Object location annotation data
start

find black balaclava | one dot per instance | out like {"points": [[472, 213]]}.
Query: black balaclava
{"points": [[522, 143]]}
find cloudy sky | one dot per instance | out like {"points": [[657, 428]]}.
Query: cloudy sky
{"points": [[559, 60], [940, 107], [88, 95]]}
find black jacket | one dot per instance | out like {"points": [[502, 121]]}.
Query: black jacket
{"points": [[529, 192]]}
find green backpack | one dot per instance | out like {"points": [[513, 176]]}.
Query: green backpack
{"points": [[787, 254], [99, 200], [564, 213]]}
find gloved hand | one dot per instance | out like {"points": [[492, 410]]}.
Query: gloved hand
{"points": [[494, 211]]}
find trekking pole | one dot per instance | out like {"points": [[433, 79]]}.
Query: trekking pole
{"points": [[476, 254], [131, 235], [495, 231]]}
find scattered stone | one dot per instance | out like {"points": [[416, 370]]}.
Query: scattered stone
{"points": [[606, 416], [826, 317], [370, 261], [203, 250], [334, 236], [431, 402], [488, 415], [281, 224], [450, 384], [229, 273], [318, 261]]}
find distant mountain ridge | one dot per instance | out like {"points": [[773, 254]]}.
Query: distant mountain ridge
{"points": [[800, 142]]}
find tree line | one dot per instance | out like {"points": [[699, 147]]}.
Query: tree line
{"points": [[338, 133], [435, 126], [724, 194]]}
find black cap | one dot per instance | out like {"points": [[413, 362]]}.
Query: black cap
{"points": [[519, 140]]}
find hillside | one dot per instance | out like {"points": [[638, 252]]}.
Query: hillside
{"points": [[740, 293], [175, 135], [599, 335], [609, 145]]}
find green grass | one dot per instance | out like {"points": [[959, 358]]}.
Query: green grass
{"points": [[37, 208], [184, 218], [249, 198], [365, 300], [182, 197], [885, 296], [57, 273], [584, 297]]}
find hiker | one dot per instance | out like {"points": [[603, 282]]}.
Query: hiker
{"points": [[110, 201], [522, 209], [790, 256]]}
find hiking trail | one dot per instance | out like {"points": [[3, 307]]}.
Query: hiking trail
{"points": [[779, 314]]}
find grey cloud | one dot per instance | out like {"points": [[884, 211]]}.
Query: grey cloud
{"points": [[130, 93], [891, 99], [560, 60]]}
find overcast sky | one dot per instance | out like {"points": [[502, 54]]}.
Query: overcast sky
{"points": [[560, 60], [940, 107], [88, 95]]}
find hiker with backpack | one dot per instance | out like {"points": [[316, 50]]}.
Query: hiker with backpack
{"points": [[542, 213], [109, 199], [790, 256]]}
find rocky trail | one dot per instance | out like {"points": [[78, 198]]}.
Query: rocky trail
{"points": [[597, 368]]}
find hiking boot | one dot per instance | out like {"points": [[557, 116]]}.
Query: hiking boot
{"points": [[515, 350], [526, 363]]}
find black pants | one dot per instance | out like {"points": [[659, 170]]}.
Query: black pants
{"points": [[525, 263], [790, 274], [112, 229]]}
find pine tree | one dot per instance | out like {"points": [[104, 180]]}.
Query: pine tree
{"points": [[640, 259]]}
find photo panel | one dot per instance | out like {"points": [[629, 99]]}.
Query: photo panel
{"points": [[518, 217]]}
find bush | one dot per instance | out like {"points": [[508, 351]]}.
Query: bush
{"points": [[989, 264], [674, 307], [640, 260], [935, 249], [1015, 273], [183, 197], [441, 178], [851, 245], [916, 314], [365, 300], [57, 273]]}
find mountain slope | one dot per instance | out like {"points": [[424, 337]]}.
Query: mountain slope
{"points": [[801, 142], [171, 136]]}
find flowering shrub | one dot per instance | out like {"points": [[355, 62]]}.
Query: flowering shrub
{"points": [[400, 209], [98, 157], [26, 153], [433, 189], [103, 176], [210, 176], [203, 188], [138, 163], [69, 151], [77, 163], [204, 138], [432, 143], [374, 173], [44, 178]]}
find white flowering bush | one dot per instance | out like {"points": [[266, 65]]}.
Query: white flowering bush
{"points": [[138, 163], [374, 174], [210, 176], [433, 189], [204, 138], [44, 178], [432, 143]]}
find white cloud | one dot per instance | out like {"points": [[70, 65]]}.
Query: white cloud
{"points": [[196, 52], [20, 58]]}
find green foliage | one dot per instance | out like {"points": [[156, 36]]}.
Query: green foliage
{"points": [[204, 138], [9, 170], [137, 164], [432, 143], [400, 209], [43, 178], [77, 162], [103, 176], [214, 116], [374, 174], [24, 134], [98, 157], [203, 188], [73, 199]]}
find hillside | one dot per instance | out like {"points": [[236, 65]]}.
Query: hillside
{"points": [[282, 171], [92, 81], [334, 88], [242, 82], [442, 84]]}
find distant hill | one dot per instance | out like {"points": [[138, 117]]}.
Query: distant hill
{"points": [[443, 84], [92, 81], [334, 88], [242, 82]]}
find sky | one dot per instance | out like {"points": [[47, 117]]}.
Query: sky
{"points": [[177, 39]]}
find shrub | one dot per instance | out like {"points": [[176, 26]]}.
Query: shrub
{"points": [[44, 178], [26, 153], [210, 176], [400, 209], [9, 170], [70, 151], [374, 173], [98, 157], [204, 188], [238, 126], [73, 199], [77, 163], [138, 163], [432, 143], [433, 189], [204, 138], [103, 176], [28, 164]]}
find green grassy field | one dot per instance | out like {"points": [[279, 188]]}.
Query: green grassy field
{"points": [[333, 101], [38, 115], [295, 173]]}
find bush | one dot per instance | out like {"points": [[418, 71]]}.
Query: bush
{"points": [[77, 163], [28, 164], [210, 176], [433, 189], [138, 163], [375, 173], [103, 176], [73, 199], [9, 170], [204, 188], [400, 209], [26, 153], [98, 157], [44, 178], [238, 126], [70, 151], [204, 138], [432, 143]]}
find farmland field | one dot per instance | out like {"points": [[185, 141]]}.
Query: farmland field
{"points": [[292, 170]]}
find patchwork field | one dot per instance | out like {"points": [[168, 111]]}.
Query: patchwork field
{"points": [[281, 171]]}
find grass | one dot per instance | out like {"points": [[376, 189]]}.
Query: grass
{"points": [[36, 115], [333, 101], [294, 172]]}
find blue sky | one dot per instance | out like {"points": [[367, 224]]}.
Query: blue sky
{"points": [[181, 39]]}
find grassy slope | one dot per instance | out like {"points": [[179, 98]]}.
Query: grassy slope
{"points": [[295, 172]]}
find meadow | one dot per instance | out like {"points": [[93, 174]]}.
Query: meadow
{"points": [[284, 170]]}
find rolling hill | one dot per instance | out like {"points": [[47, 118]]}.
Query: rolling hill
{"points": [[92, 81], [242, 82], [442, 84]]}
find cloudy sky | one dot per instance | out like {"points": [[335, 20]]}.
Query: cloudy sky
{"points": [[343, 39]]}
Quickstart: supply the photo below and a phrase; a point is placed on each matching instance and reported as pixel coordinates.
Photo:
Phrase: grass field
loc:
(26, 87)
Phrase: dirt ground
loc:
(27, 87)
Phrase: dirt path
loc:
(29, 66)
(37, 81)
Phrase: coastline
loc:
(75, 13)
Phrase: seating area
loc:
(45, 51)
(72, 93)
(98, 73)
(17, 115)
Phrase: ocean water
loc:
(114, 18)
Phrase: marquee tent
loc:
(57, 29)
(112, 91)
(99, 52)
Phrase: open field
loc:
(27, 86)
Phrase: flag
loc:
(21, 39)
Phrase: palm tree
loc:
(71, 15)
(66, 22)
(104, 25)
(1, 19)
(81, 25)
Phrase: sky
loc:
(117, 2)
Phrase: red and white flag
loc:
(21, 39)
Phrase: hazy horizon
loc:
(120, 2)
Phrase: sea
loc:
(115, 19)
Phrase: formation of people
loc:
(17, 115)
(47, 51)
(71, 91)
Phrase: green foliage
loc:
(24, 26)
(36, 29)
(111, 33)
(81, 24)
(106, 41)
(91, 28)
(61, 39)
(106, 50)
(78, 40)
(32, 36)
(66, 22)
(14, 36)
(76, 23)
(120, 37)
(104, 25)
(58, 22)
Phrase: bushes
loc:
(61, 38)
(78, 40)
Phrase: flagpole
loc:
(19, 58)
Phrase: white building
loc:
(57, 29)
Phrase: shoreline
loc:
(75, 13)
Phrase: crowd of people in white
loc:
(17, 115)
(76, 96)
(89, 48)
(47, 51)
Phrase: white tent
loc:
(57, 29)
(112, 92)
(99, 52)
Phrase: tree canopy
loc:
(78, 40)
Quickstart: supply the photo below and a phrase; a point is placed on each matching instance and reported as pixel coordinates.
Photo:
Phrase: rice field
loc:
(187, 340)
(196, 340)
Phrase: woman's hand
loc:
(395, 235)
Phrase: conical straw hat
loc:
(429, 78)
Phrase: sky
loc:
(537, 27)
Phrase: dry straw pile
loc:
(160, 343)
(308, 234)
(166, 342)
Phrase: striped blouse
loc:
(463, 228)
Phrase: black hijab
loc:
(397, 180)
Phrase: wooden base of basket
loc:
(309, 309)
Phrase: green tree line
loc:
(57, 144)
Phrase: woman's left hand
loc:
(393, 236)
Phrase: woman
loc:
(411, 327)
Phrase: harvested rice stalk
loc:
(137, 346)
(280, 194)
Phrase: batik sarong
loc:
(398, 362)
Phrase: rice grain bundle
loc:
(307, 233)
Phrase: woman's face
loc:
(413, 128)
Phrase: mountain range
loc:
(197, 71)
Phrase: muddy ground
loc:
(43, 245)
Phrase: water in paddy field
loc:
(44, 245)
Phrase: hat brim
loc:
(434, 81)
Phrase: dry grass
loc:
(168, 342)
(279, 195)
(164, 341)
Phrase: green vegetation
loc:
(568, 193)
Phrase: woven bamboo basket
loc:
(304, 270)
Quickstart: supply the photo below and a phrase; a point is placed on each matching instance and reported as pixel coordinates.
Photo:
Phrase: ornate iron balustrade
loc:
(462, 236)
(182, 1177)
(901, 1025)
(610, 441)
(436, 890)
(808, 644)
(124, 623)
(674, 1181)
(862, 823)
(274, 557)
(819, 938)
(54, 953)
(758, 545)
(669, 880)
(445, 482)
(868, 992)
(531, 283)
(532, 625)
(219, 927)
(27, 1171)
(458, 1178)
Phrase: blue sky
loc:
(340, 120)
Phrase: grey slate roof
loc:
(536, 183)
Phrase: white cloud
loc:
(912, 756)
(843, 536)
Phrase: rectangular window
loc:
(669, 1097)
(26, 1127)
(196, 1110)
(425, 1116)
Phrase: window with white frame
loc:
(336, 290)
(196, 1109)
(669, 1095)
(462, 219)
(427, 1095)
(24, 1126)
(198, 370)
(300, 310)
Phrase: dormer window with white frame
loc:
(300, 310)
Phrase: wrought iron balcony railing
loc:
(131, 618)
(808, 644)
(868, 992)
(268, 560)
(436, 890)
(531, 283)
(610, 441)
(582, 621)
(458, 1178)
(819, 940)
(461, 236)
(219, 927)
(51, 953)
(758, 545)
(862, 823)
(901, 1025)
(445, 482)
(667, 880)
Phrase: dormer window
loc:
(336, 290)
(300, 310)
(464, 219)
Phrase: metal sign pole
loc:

end

Reproduce the lines from the one containing "Phrase: muddy ground" through the end of the records, swapping "dormer window" for "attic window" and leaving everything else unchanged.

Phrase: muddy ground
loc:
(43, 245)
Phrase: water in paddy field
loc:
(44, 245)
Phrase: hat brim
loc:
(434, 81)
Phrase: dry grass
loc:
(168, 342)
(279, 195)
(164, 341)
Phrase: green vegetation
loc:
(568, 193)
Phrase: woven bamboo basket
loc:
(304, 270)
Quickstart: supply the photo below and a phrase; a point is placed on each matching instance and reported as pixel coordinates.
Photo:
Phrase: ornate iron balustrade
loc:
(462, 236)
(182, 1177)
(901, 1025)
(610, 441)
(436, 890)
(808, 644)
(124, 623)
(674, 1181)
(862, 823)
(274, 557)
(819, 938)
(54, 953)
(758, 545)
(669, 880)
(445, 482)
(868, 992)
(531, 283)
(532, 625)
(219, 927)
(27, 1171)
(458, 1178)
Phrase: blue sky
loc:
(340, 120)
Phrase: grey slate roof
loc:
(536, 183)
Phrase: white cloud
loc:
(912, 756)
(843, 536)
Phrase: rectangular window
loc:
(669, 1097)
(26, 1127)
(196, 1110)
(425, 1116)
Phrase: window with white frame
loc:
(336, 290)
(196, 1109)
(669, 1095)
(462, 219)
(427, 1095)
(24, 1126)
(198, 370)
(300, 310)
Phrase: attic window with white frame
loc:
(300, 310)
Phrase: wrought iron balcony railing
loc:
(131, 618)
(808, 644)
(868, 992)
(268, 560)
(436, 890)
(531, 283)
(610, 441)
(582, 621)
(458, 1178)
(819, 940)
(461, 236)
(219, 927)
(51, 953)
(758, 545)
(862, 823)
(901, 1025)
(445, 482)
(667, 880)
Phrase: attic window
loc:
(336, 290)
(300, 310)
(464, 219)
Phrase: metal sign pole
loc:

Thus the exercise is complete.